[start Data listing]

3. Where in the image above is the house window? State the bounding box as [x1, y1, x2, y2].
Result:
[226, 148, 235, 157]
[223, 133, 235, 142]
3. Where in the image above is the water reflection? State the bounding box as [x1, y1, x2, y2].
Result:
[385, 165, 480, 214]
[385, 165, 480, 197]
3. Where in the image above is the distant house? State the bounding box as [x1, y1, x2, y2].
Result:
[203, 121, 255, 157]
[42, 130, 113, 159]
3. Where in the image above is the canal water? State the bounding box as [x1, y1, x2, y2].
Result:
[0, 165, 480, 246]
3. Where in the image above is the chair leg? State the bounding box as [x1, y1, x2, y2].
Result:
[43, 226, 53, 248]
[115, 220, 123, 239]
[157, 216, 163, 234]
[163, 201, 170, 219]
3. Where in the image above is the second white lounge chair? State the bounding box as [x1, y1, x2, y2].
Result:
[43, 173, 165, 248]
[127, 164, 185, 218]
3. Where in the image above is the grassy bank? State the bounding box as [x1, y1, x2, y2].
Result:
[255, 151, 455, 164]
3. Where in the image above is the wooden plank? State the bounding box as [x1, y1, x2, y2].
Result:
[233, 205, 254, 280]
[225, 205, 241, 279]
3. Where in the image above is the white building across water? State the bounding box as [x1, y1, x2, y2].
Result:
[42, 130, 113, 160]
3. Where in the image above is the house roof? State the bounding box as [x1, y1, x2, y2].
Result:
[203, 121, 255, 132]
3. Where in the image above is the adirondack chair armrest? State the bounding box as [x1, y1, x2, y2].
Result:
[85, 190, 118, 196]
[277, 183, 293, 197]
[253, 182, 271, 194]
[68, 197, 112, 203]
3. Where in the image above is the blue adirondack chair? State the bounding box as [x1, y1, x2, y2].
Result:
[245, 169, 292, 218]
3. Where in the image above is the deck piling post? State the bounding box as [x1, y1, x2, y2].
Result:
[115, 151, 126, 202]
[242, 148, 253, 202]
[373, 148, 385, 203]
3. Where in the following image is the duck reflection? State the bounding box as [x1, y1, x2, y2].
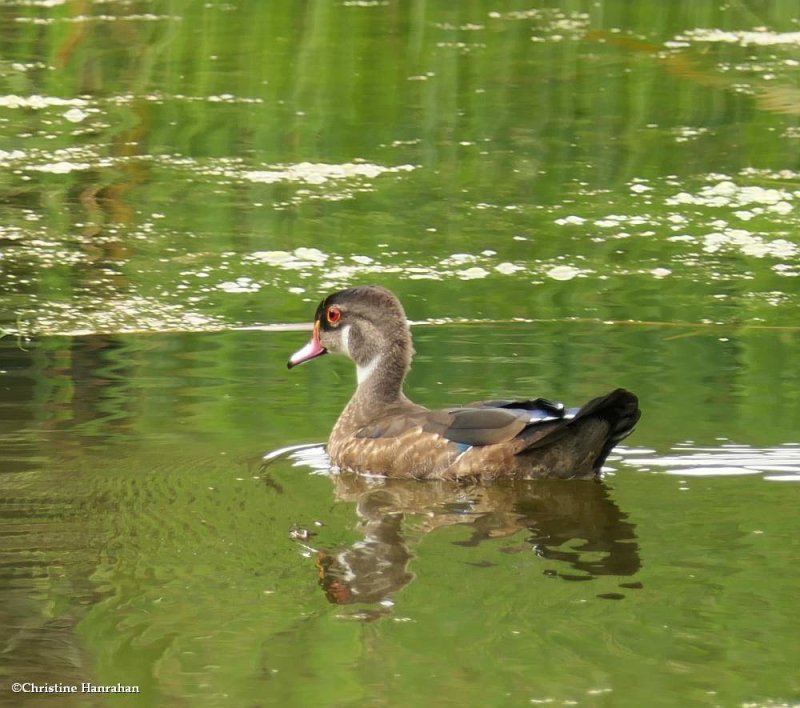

[end Data listing]

Rewrite all the rows above, swapping "bounding box" for "enclosing box" everywhere it appears and changing nothing else. Leave out the pictures.

◆ Task solution ◆
3. Where in the image above is the house window? State the enclosing box as [x1, y1, x2, y2].
Result:
[226, 148, 235, 157]
[223, 133, 235, 142]
3. Where in the image above is the water reflection? State the enclosing box as [x1, y1, x2, y2].
Result:
[385, 165, 480, 214]
[385, 165, 480, 197]
3. Where in the image above is the distant house? State the enclosing box as [x1, y1, x2, y2].
Result:
[203, 121, 255, 157]
[42, 130, 113, 159]
3. Where in the image above is the canal water? State the enclosing box as [x1, y1, x2, y2].
Result:
[0, 165, 480, 246]
3. Where in the image above is the chair leg? State the enclosing box as [x1, y1, x2, y2].
Result:
[43, 226, 53, 248]
[115, 220, 123, 239]
[157, 216, 163, 234]
[163, 201, 170, 219]
3. Where in the image above is the second white lounge chair? State the enclosing box as [x1, y1, x2, y2].
Result:
[43, 173, 165, 248]
[127, 164, 185, 218]
3. Where in the image above is the grassy bank? State the enclosing box as [x1, y1, x2, y2].
Result:
[255, 151, 455, 164]
3. Where in the image above is the wooden plank? State the enclosing box as [x1, y1, x2, y2].
Result:
[233, 205, 254, 280]
[225, 205, 241, 279]
3. Where in the image above is the white building across water? State the enclosing box as [x1, y1, x2, y2].
Result:
[42, 130, 113, 160]
3. Where in the image above is the house roof? State the enclosing box as [x1, y1, x2, y2].
Result:
[203, 121, 255, 132]
3. Where in the image above is the adirondack chair armrest? State the enclosing box as [x1, y1, x2, y2].
Result:
[85, 190, 118, 196]
[277, 183, 293, 197]
[253, 182, 271, 194]
[68, 197, 112, 203]
3. Where in the image above is the blue adirondack chair? State the enclosing box as [x1, y1, x2, y2].
Result:
[245, 169, 292, 218]
3. Where in the image above is the deck piling post? State the enclosing box as [x1, y1, x2, y2].
Result:
[115, 151, 126, 202]
[242, 148, 253, 202]
[373, 148, 385, 203]
3. Where in the following image is the duck reflection? State the enclosing box as [x1, y1, x2, y2].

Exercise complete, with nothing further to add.